JOB A
In the wireless facility definitions, extract the passage from "MICRO-WIRELESS FACILITY" to "a flat-panel reflector.", copying it word for word.

COMMUNICATIONS SERVICE
Collectively, the equipment at a fixed location or locations that enables communications services, including i) radio transceivers, antennas, coaxial, fiber-optic or other cabling, power supply (including backup battery), and comparable equipment, regardless of technological configuration; and ii) all other equipment associated with any of the foregoing. A communications facility does not include the pole, tower or support structure to which the equipment is attached.
FACILITY
Wireless transmitting and/or receiving equipment, including any associated electronics and electronics shelter or cabinet and generator.
MICRO-WIRELESS FACILITY
A wireless facility having dimensions no larger than 24 inches in length, 15 inches in width, and 12 inches in height and an exterior antenna no longer than 11 inches, if any.
OMNI-DOME ANTENNA
A wireless transmitting or receiving antenna that radiates or intercepts radio-frequency (RF) electromagnetic fields equally well in all horizontal directions in a flat, two-dimensional (2D) geometric plane; it receives signals from all directions and so needs to be installed in a vertical position in the area of the strongest signal.
PANEL ANTENNA
A type of directional antenna, sending and receiving signals from only one direction, consisting of a dipole placed ahead of a flat-panel reflector.
PROVIDER
A communications service provider or a wireless services provider and includes any person that owns and/or operates any communications facilities, wireless facilities, or poles built for the sole or primary purpose of supporting communications facilities within the Town.
PUBLIC RIGHT-OF-WAY or PUBLIC ROW
The area on, below, or above property that has been designated for use as or is used for a public roadway, highway, street, sidewalk, alley or similar purpose, and for purposes of this chapter shall include public utility easements.
SMALL WIRELESS FACILITY
A wireless facility that meets the following criteria:
[1] 
The structure on which antenna facilities are mounted:
[a] 
Is 30 feet or less in height, including existing antennas; or
[b] 
Is not extended to a height or more than 30 feet or by more than 10% above its preexisting height, whichever is greater;
[2] 
Each antenna associated with the deployment, excluding the associated equipment, is not more than three cubic feet in volume;
[3] 
All other wireless equipment associated with the antenna, including the provider's preexisting equipment, is cumulatively no more than 28 cubic feet in volume;
[4] 
The facility does not require antenna structure registration under federal law; and
[5] 
The facility does not result in human exposure to radio-frequency radiation in excess of applicable safety standards under federal law.

Source data
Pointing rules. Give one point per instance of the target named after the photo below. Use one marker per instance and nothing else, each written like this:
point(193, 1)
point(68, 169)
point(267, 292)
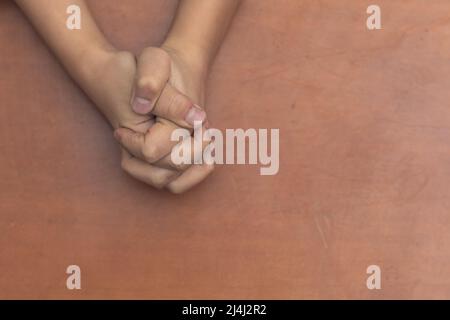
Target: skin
point(144, 101)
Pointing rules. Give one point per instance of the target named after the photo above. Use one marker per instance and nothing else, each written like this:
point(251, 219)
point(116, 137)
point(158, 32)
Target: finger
point(153, 72)
point(190, 178)
point(151, 175)
point(158, 140)
point(131, 140)
point(178, 160)
point(178, 108)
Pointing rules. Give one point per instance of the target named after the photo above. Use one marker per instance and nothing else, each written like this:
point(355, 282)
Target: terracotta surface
point(364, 173)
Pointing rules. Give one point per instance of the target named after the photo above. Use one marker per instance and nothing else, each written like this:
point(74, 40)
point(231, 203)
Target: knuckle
point(124, 165)
point(179, 105)
point(162, 180)
point(151, 153)
point(149, 85)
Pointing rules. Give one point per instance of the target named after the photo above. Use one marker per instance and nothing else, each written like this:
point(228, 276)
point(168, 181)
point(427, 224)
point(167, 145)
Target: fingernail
point(195, 115)
point(141, 105)
point(117, 135)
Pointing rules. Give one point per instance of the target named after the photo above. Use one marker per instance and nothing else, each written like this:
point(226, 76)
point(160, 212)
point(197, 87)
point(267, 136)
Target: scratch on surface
point(322, 235)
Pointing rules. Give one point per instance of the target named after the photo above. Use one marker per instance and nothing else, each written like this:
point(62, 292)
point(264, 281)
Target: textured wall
point(364, 171)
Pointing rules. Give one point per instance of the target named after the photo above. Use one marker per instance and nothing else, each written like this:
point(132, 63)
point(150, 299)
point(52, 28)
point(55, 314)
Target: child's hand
point(146, 153)
point(158, 84)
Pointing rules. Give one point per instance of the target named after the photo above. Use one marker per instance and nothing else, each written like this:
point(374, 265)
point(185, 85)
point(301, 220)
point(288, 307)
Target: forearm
point(200, 26)
point(76, 49)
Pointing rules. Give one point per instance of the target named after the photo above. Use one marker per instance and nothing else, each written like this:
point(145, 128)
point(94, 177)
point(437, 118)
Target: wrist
point(196, 57)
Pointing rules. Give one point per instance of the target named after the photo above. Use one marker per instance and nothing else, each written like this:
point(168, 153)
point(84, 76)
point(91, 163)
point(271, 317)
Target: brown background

JOB B
Rewrite the source data from its first line through the line with "point(117, 135)", changing "Pointing rules" to "Marking rules" and leaving everything else the same. Omit the pictures from your answer.

TASK RESPONSE A
MICRO-WIRELESS FACILITY
A wireless facility having dimensions no larger than 24 inches in length, 15 inches in width, and 12 inches in height and an exterior antenna no longer than 11 inches, if any.
OMNI-DOME ANTENNA
A wireless transmitting or receiving antenna that radiates or intercepts radio-frequency (RF) electromagnetic fields equally well in all horizontal directions in a flat, two-dimensional (2D) geometric plane; it receives signals from all directions and so needs to be installed in a vertical position in the area of the strongest signal.
PANEL ANTENNA
A type of directional antenna, sending and receiving signals from only one direction, consisting of a dipole placed ahead of a flat-panel reflector.

TASK RESPONSE B
Marking rules. Give one point per instance of the target named after the photo below. Use one marker per instance and nothing else, each written like this:
point(193, 1)
point(68, 169)
point(267, 292)
Target: skin
point(144, 101)
Marking rules. Give one point per instance of the target named after the photo above. Use one marker per instance and nothing else, each written like this:
point(251, 219)
point(116, 137)
point(158, 32)
Target: finger
point(153, 72)
point(190, 178)
point(151, 175)
point(158, 140)
point(131, 140)
point(178, 160)
point(178, 108)
Marking rules. Give one point per instance of the target named after the photo above. Use one marker per instance and nothing else, each written like this:
point(355, 282)
Target: terracotta surface
point(364, 173)
Marking rules. Give one point per instance of the target named after the photo above. Use one marker per instance and nothing else, each written like this:
point(74, 40)
point(231, 203)
Target: knuckle
point(124, 165)
point(179, 105)
point(162, 180)
point(151, 153)
point(149, 85)
Marking rules. Give one point per instance of the target named after the photo above. Use one marker per instance and nothing else, each written like this:
point(228, 276)
point(168, 181)
point(427, 224)
point(167, 145)
Target: fingernail
point(195, 115)
point(141, 105)
point(117, 135)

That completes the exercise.